-- STATED TASK --
Output each entry that follows exactly. Images stay out.

Lines of data:
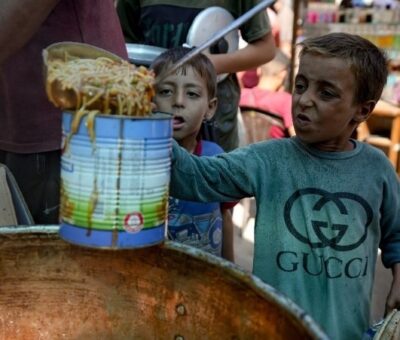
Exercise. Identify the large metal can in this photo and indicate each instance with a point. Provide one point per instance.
(51, 289)
(115, 173)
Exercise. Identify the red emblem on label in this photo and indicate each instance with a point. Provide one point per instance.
(133, 223)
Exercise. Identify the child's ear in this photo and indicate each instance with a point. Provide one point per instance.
(364, 111)
(212, 107)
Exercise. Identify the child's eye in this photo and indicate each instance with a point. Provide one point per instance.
(192, 94)
(299, 88)
(327, 94)
(164, 92)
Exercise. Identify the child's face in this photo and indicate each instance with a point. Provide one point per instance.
(185, 95)
(324, 114)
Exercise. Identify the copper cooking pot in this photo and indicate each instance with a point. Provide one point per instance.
(50, 289)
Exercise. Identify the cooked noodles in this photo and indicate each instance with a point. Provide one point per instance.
(111, 87)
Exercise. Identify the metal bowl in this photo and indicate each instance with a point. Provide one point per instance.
(51, 289)
(143, 55)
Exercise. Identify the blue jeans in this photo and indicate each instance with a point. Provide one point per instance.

-- FULL RESPONSE --
Exercise. Identify the large metal can in this photo and indicate each instance with a point. Provide one point per instance.
(51, 289)
(115, 173)
Exercise. Identify the red emblem on label in this photo and indicate each instance with a point. Provide one point per instance.
(133, 223)
Exercise. Identify the child's ear in this photo and indicate each instance with a point. Provide one point per instance.
(364, 111)
(212, 107)
Exercise. Identify the child's eye in this photo and indicate each instance with a point. Provide one point per instance.
(192, 94)
(299, 88)
(327, 94)
(164, 92)
Exercise. Identify the child's face in this photo and indicate each instance with a point. Provide one point per instance.
(185, 95)
(324, 114)
Exercise. Identify the copper cooking pot in this photo and indicate each instance with a point. Provide one point per instance.
(50, 289)
Exercise. Identify the cooked noodles in this photo and indicate each instance with a point. Provide one point per instance.
(111, 87)
Exercise. Identify the metal bowl in this photo and indicate each instance with a point. Provide one point per instance.
(51, 289)
(143, 55)
Exercise. Identify the blue jeans in this photo and indicate each instance with a point. Provide one point per instance.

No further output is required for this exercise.